**YOUR GOAL**
Filter the entries below down to the lines that hold "positive".

**GIVEN DATA**
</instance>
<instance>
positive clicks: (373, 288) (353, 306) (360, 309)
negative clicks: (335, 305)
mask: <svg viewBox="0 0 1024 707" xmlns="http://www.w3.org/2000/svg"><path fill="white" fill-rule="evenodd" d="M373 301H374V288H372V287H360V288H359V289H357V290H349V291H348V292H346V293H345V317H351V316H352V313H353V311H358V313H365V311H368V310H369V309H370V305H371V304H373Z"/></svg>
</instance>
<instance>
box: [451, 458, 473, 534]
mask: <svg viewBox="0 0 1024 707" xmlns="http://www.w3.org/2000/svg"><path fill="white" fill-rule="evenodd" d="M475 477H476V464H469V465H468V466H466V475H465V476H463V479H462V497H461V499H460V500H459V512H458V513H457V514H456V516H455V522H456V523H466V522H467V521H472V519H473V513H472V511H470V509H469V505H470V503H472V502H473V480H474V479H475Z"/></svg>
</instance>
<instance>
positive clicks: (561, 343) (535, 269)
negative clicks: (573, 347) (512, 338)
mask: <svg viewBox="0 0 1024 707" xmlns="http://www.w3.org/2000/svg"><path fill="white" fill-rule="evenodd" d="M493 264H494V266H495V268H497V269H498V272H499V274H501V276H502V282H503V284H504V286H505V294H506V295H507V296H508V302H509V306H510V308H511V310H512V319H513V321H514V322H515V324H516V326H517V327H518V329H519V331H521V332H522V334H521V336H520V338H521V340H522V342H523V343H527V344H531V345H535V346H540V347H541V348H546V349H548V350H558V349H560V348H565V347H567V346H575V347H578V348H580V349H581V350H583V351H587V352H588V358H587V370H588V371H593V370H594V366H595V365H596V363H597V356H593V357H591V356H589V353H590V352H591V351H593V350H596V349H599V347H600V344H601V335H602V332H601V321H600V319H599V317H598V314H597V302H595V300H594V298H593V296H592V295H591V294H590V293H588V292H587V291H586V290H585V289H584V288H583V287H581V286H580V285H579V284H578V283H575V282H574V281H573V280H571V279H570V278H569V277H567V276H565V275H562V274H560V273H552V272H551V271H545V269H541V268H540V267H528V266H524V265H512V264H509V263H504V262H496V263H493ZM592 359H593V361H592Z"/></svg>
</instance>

**RESPONSE TO THIS TASK**
positive clicks: (373, 288) (353, 306) (360, 309)
positive clicks: (561, 343) (535, 269)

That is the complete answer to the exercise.